>> START Records to process

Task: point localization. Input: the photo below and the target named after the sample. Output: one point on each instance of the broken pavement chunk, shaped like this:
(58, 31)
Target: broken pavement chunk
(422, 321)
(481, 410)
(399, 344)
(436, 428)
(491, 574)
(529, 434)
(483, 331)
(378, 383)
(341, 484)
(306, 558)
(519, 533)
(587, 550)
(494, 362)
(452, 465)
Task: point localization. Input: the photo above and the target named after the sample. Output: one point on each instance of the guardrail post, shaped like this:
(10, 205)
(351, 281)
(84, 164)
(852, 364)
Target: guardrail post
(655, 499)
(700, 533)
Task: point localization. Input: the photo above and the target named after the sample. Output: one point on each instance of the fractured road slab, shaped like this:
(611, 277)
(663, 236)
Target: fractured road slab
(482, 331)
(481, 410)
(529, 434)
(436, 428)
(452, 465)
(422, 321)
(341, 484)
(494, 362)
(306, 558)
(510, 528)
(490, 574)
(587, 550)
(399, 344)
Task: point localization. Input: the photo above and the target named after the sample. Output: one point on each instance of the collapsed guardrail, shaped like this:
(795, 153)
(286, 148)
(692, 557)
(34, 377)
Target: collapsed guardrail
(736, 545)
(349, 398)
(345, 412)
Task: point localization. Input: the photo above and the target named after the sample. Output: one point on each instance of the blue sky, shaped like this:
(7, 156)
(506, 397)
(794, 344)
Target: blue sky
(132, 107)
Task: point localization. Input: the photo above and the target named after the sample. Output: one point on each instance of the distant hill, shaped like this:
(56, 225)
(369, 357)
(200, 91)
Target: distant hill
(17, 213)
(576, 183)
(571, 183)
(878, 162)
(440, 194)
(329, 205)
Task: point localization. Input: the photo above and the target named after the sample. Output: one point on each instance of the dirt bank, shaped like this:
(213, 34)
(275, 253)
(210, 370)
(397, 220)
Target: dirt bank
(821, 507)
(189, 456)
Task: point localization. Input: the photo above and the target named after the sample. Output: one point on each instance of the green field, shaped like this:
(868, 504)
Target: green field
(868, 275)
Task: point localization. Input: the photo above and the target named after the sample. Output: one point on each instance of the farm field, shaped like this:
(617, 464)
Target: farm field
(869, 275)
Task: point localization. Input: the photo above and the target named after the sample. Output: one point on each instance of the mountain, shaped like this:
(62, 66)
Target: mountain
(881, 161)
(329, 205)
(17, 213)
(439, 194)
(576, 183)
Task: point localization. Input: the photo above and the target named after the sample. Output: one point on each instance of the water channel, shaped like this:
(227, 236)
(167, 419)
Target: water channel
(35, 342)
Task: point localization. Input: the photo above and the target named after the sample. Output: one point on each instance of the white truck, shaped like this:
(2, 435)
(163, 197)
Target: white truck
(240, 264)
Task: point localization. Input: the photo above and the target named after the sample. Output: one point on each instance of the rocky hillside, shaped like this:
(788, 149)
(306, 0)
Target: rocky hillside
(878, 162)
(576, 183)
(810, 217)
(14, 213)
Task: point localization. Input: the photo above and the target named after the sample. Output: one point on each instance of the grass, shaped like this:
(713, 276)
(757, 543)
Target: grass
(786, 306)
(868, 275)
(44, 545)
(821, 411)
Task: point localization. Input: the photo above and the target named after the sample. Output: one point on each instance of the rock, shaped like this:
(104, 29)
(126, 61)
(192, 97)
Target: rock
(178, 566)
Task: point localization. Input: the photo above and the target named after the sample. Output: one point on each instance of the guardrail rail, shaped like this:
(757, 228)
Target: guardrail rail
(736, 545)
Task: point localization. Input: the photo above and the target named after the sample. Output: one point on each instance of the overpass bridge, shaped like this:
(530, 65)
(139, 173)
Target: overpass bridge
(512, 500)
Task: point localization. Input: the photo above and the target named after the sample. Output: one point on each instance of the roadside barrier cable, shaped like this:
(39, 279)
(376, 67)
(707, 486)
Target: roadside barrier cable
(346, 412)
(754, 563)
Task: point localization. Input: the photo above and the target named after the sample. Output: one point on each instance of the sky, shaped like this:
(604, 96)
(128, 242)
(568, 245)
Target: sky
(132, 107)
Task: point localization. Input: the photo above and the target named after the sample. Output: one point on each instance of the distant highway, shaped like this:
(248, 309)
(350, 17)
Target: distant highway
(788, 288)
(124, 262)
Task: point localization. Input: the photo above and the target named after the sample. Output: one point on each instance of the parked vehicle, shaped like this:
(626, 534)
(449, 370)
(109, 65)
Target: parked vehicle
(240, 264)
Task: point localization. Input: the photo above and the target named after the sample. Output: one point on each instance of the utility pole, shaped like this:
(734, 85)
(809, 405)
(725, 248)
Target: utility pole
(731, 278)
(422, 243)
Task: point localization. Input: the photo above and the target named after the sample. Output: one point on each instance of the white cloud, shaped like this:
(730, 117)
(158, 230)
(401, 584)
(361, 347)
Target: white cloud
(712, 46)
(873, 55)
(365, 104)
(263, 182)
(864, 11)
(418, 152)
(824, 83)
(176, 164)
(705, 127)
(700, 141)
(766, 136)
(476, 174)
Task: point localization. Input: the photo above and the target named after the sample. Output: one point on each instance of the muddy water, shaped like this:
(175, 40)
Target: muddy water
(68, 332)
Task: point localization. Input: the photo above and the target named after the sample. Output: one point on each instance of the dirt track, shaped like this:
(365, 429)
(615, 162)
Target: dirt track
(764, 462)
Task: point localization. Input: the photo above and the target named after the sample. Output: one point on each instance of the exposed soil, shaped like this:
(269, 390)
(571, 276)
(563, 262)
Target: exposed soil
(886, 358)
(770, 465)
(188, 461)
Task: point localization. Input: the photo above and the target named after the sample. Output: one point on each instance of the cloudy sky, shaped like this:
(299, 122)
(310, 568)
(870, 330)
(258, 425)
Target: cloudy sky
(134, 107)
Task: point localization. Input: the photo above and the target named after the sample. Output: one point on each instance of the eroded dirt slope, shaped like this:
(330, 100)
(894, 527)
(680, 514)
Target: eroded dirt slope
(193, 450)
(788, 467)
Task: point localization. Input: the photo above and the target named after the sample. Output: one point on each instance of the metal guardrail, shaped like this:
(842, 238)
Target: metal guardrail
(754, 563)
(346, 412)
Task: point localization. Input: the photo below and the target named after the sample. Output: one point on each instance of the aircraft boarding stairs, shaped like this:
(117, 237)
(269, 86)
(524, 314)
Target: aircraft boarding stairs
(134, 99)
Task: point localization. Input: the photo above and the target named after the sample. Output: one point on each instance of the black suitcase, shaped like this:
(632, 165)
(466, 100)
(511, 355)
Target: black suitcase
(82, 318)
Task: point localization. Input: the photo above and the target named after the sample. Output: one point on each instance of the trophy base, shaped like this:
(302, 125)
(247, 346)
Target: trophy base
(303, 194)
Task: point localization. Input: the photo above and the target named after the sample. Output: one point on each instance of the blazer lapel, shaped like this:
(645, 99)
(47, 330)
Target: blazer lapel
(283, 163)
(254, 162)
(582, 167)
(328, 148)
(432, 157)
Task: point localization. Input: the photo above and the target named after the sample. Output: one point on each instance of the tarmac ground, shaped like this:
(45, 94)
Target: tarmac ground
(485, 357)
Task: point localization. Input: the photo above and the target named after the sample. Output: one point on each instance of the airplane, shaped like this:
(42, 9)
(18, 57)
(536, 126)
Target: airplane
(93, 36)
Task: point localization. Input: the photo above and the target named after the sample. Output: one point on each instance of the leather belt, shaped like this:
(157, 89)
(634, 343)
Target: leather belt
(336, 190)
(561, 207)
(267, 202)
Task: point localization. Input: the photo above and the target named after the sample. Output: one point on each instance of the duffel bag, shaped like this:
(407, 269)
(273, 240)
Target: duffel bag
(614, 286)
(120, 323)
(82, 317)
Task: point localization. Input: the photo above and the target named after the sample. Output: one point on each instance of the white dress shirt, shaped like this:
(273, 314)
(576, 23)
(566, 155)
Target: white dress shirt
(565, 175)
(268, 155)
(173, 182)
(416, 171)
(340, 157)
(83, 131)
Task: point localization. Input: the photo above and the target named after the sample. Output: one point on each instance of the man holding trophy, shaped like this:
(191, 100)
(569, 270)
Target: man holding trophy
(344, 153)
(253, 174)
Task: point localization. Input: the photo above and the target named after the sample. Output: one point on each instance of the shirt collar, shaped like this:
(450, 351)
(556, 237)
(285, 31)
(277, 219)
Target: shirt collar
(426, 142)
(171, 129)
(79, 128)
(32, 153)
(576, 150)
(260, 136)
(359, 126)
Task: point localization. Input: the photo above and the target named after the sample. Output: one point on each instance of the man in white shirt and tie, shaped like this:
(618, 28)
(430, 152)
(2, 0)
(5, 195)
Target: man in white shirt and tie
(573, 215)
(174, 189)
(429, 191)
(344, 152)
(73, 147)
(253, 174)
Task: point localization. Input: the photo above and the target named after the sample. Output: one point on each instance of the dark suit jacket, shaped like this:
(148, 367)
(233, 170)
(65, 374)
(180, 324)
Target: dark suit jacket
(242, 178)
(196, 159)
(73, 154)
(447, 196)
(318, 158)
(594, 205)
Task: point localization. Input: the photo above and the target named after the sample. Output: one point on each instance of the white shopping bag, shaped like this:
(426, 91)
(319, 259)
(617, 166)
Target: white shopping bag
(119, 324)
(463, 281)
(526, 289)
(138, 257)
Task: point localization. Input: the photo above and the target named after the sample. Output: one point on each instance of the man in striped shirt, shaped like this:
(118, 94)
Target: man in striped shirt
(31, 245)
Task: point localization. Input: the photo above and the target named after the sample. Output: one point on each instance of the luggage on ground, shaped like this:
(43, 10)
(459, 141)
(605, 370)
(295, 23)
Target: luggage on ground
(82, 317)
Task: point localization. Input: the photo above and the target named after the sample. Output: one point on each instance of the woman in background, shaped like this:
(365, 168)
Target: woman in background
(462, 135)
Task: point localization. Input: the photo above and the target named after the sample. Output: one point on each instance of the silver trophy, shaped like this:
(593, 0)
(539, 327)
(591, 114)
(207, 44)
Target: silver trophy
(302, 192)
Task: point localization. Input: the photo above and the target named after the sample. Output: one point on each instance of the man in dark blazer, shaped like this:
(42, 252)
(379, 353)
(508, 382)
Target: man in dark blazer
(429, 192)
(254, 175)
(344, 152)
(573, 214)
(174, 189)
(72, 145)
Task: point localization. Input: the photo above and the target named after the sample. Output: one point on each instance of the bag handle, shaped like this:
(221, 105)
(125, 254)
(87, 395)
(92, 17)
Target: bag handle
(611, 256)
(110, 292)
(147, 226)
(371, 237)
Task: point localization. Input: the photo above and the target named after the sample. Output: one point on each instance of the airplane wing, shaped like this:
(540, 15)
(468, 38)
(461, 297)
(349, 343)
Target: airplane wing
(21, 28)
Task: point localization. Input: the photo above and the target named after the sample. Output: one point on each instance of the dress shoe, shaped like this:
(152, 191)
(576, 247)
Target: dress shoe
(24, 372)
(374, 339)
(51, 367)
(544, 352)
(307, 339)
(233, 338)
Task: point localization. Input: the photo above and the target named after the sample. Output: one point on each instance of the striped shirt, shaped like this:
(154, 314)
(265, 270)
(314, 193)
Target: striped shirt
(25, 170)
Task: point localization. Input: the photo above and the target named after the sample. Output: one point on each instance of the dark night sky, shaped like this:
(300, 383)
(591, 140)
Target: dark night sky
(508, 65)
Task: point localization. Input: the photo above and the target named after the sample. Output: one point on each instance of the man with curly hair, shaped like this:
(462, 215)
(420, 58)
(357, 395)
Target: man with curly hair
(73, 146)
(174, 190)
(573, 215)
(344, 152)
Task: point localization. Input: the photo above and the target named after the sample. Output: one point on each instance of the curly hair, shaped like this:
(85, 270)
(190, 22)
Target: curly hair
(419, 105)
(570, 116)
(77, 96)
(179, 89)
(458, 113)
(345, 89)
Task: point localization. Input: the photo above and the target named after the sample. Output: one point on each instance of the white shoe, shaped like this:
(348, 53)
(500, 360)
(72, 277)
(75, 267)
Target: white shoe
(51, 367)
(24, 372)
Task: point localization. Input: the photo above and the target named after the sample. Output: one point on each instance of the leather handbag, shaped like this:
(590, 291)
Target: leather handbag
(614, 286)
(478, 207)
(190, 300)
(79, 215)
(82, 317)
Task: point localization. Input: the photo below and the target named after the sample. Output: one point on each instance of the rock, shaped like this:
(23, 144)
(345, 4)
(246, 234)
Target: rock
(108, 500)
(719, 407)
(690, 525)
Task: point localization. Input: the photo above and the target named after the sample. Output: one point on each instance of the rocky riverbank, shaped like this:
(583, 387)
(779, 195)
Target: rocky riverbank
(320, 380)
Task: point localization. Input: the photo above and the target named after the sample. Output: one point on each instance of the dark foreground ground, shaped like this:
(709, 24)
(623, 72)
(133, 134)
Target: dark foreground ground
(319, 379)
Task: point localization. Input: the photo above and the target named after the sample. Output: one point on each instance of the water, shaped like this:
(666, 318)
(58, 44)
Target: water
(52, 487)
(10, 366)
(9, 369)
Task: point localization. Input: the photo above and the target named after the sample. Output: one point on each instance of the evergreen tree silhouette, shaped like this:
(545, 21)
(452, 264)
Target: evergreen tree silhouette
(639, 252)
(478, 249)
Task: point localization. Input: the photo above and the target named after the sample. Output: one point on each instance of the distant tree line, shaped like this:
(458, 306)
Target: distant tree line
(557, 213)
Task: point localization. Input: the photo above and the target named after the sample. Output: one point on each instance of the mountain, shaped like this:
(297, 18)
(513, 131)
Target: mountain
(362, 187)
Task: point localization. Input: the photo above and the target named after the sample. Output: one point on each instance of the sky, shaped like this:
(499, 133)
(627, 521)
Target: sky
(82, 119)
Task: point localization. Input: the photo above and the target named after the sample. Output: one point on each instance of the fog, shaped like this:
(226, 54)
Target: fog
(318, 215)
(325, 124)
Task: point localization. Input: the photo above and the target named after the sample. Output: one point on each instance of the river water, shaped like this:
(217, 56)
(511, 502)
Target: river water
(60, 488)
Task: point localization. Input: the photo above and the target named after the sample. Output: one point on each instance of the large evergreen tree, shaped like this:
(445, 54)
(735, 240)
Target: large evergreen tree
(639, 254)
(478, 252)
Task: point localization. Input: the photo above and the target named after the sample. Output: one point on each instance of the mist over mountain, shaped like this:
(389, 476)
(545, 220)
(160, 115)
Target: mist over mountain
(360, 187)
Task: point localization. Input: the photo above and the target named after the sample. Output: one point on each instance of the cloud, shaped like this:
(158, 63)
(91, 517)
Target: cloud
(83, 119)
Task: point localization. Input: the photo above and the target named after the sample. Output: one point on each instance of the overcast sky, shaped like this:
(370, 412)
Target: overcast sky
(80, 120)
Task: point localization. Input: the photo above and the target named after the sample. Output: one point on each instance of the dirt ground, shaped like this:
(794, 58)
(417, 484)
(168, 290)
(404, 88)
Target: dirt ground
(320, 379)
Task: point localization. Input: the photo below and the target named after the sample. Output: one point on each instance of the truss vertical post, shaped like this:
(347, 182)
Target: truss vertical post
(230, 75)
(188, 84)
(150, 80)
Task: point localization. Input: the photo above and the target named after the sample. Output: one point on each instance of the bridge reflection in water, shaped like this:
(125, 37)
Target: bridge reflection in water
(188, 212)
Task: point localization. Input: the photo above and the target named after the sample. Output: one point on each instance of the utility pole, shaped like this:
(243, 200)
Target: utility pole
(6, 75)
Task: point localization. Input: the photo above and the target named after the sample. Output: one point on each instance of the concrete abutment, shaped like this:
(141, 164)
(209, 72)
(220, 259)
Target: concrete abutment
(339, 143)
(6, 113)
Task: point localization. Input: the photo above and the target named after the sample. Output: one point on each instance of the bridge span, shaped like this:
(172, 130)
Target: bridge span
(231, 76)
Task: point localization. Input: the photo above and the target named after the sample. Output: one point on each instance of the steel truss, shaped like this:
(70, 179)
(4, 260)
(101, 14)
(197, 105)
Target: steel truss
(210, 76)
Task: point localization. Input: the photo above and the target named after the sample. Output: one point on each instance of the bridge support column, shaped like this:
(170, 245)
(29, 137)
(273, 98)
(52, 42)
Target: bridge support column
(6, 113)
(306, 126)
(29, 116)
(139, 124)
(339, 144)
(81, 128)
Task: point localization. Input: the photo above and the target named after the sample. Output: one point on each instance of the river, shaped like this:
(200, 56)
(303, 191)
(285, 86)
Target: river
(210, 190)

>> END Records to process

> _What to produce_
Can you quote exactly the lines from the one containing "of the truss" through the last line of the records above, and nothing else?

> _Output below_
Task: point localization. Input: the photo below and the target named after the sample. Output: one point on each instance of the truss vertical post, shaped like this:
(347, 182)
Target: truss vertical post
(230, 75)
(188, 84)
(150, 80)
Task: point localization. Input: the photo above and the target named after the sample. Output: one point on each instance of the bridge reflection in water, shaped like this:
(125, 37)
Target: bridge reflection in water
(188, 212)
Task: point localization. Input: the photo above and the target named after the sample. Output: one point on each instance of the utility pole, shaped like this:
(243, 200)
Target: utility pole
(6, 75)
Task: point localization. Input: the photo above and the target named after the sample. Output: one point on each instance of the concrete abutment, shaped like this:
(141, 164)
(209, 72)
(220, 259)
Target: concrete abutment
(339, 143)
(6, 113)
Task: point localization. Input: the photo above and the target named after the sample. Output: one point on each instance of the bridge span, shaped like this:
(172, 130)
Target: bridge span
(231, 76)
Task: point localization. Input: the photo above and the target named after the sample. Output: one point on each instance of the steel truss, shaped like this:
(70, 179)
(4, 260)
(101, 14)
(197, 105)
Target: steel truss
(210, 76)
Task: point localization. Input: the photo above and the target named after the sample. Output: one point on each instance of the bridge support column, shaped like this:
(170, 245)
(29, 137)
(273, 98)
(52, 42)
Target: bridge support column
(6, 113)
(306, 126)
(29, 116)
(139, 124)
(339, 144)
(81, 128)
Task: point localization. Input: the photo above and the target named after the sample. Output: one point on each instance of the river, shaped like this:
(200, 56)
(303, 191)
(285, 86)
Target: river
(210, 190)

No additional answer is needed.